§ **Location labeling records**
>>>
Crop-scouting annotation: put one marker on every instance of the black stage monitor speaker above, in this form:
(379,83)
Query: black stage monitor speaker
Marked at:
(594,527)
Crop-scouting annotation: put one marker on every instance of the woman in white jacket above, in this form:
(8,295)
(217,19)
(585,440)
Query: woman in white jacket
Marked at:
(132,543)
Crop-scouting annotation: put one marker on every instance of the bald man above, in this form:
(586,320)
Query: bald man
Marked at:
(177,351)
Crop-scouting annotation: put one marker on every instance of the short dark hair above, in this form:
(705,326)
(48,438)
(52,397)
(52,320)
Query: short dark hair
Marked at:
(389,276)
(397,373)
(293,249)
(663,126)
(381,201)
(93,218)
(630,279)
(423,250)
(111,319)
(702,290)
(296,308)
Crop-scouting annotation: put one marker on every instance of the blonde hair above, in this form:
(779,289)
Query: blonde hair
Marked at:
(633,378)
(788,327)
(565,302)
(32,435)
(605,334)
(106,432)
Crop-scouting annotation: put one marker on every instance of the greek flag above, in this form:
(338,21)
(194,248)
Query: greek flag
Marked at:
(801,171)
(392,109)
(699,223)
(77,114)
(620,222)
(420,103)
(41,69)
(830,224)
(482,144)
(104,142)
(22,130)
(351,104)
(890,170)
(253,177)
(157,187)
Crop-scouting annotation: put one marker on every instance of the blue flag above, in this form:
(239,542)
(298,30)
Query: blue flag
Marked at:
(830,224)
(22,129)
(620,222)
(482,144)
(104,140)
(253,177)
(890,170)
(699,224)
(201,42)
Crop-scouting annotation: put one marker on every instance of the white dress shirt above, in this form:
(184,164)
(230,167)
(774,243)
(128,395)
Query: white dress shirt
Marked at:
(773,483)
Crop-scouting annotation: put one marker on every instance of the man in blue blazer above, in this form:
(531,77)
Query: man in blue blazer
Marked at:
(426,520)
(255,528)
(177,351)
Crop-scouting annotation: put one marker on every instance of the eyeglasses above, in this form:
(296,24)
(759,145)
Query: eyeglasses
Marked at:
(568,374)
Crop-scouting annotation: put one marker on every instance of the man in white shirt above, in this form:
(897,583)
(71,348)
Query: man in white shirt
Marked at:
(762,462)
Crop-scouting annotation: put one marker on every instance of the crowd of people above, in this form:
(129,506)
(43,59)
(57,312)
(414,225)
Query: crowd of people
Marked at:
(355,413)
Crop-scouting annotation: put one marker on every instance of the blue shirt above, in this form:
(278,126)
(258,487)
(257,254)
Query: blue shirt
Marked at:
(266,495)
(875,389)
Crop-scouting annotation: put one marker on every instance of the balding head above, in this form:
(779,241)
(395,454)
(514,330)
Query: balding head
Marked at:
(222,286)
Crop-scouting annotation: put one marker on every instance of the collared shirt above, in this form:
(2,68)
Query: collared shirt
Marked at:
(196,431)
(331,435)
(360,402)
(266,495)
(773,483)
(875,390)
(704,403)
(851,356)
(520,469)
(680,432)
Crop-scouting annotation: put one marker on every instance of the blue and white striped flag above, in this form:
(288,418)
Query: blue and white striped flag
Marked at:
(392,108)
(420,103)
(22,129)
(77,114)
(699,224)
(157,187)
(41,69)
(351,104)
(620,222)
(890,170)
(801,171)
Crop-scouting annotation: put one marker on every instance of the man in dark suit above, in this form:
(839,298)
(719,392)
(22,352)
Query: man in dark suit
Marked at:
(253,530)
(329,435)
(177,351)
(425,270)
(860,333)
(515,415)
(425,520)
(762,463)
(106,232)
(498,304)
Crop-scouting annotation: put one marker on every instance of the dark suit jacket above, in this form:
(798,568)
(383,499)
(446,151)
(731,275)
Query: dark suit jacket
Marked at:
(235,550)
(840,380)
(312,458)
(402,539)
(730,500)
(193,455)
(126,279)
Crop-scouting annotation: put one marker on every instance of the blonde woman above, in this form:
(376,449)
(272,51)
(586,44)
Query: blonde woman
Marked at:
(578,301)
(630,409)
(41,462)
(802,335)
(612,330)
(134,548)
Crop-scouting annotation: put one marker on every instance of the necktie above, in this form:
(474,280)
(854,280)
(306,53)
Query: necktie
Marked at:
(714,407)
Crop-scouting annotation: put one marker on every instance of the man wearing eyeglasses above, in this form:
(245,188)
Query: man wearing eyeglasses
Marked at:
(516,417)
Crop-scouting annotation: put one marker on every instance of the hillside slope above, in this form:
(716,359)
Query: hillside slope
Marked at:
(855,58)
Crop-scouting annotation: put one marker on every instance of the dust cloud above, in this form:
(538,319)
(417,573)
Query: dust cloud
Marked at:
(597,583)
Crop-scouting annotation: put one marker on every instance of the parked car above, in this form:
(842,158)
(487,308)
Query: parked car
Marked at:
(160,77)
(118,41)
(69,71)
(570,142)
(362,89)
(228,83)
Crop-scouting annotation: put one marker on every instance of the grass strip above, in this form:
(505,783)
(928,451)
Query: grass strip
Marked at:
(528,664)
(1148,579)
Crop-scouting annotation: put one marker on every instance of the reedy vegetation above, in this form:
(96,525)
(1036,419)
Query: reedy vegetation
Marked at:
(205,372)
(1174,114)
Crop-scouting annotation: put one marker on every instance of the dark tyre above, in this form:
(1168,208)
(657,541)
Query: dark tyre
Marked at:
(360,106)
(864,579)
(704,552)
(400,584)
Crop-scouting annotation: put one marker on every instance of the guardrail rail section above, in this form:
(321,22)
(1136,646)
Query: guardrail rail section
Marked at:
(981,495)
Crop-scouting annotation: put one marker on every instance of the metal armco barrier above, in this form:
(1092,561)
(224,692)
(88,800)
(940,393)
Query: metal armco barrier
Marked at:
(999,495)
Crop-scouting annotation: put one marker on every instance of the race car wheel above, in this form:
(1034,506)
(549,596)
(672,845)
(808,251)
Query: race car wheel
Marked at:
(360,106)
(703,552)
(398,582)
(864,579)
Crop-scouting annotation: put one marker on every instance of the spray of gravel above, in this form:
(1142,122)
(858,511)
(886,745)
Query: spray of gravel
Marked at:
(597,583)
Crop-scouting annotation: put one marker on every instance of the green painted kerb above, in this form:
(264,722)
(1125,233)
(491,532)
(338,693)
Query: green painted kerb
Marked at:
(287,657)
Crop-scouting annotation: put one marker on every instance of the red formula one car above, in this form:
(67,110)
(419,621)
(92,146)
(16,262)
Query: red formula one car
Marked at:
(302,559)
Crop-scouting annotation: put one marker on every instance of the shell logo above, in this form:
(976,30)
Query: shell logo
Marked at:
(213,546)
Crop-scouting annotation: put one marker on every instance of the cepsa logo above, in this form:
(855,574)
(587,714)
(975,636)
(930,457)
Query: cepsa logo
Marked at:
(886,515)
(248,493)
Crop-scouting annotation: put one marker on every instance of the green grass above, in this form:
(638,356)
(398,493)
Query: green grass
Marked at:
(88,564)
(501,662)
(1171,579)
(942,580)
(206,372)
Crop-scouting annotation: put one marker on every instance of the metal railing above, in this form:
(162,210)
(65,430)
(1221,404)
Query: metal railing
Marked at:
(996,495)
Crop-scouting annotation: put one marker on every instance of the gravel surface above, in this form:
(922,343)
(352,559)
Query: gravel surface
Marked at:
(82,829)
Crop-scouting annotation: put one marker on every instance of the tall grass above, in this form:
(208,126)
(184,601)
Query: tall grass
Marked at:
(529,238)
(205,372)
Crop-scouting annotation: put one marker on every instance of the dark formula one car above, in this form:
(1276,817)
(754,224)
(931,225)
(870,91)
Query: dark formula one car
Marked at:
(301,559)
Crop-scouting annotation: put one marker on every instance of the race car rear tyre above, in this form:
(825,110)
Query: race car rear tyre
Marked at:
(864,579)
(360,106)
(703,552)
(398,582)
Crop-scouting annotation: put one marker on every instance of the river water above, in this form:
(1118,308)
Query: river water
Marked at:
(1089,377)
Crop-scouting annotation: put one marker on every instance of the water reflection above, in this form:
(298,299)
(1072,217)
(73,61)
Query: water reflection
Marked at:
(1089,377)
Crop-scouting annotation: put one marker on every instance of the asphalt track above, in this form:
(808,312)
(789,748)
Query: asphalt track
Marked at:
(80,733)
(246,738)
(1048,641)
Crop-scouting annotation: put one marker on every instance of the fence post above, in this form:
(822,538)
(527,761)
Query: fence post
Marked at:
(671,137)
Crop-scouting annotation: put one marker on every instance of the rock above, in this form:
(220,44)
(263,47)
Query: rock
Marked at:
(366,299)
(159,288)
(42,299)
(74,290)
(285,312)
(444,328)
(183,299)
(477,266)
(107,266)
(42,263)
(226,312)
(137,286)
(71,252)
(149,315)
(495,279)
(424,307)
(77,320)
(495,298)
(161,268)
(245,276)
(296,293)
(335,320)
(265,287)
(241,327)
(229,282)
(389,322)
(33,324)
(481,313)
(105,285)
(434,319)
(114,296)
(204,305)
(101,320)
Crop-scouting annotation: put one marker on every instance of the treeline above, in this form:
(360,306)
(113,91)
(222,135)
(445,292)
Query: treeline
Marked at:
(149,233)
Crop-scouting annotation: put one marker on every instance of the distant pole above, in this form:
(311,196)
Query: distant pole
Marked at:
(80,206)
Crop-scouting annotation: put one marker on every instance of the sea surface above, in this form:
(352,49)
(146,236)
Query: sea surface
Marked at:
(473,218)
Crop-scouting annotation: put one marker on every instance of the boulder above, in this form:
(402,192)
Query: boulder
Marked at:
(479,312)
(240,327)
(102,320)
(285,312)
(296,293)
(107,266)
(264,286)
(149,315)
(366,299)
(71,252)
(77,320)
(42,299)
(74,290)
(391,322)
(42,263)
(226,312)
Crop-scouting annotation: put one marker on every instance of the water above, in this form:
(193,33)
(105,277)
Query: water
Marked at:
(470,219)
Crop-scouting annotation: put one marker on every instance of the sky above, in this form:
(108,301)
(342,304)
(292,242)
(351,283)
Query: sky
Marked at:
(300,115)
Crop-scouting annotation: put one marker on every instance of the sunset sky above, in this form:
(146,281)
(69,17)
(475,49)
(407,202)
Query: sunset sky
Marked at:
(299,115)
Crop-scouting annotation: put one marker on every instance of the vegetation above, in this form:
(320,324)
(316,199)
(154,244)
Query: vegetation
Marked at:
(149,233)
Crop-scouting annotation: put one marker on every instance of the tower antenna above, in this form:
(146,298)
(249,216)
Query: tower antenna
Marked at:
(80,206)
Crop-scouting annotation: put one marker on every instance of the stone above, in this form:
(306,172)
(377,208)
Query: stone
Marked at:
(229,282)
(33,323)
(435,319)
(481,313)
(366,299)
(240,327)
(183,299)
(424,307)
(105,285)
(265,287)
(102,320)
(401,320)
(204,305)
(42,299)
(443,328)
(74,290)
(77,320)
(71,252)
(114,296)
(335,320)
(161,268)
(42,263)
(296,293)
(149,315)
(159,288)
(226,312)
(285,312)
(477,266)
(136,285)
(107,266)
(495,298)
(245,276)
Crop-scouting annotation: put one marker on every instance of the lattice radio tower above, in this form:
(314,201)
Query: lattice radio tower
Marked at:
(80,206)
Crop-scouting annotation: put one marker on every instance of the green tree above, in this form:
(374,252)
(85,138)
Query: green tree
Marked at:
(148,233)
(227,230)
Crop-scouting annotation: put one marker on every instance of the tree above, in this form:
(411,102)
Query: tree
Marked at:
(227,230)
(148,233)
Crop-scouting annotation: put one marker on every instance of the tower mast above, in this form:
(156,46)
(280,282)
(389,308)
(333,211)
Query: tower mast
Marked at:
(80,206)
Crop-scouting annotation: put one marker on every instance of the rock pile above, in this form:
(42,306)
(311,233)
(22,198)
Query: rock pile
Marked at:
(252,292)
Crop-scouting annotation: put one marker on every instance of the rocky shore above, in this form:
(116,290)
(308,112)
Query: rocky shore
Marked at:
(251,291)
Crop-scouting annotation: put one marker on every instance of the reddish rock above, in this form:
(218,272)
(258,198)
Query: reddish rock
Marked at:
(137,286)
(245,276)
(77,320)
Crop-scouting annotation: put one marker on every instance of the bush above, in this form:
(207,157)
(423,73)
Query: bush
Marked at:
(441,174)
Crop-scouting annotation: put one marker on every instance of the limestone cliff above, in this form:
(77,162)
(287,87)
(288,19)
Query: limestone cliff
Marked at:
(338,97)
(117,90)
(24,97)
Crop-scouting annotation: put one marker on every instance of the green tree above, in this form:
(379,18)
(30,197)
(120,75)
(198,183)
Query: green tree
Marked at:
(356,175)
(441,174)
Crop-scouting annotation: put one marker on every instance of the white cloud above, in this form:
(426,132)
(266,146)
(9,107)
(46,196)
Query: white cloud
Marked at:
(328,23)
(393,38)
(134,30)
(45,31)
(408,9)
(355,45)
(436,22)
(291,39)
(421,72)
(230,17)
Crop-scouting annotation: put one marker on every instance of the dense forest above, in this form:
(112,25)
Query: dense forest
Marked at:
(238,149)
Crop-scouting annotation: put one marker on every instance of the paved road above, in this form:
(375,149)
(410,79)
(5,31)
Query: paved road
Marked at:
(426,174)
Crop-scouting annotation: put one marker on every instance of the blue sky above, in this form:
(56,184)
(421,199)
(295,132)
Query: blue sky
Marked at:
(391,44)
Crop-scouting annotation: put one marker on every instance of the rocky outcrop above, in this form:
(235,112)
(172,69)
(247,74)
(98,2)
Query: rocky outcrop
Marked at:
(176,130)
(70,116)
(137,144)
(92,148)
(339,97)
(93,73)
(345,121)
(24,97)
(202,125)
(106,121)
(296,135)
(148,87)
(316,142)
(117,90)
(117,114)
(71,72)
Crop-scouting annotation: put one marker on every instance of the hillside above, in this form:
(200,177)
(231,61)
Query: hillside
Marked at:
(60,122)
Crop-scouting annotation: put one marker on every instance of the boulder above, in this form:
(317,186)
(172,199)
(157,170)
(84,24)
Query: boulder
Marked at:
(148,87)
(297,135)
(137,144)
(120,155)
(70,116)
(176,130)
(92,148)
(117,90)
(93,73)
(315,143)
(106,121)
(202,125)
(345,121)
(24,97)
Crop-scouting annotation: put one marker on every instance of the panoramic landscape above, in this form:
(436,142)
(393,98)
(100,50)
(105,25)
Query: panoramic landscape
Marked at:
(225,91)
<<<
§ **GIVEN TASK**
Render the records from the line containing "of the panoramic" through the last line as a JSON list of strings, one string per line, with blank lines omitted.

§ **TASK SOLUTION**
[
  "Crop-scouting annotation: put one marker on every instance of the panoramic landscape above, in this form:",
  "(436,142)",
  "(393,98)",
  "(100,50)",
  "(105,25)",
  "Query: panoramic landscape",
  "Marked at:",
  "(225,91)"
]